══ Entries shown ══
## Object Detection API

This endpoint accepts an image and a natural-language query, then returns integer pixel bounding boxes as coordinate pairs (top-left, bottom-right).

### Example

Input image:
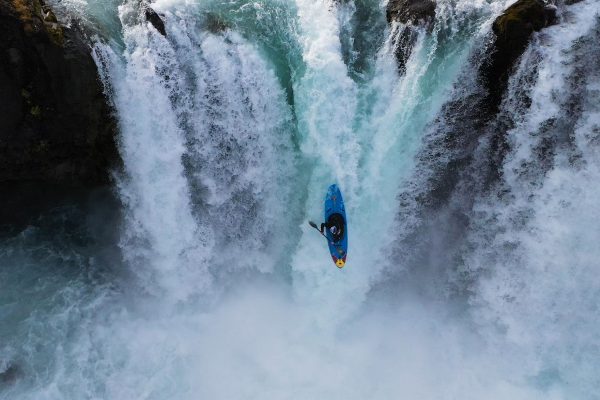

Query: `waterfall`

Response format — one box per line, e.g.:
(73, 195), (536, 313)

(1, 0), (599, 398)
═══
**What to work on**
Show each line from the material above where the string "image" can be found.

**Result for this exercise**
This endpoint accepts an image and a natural-language query, then returns integer pixel bounding boxes as coordinate pairs (top-left, bottom-right).
Input image:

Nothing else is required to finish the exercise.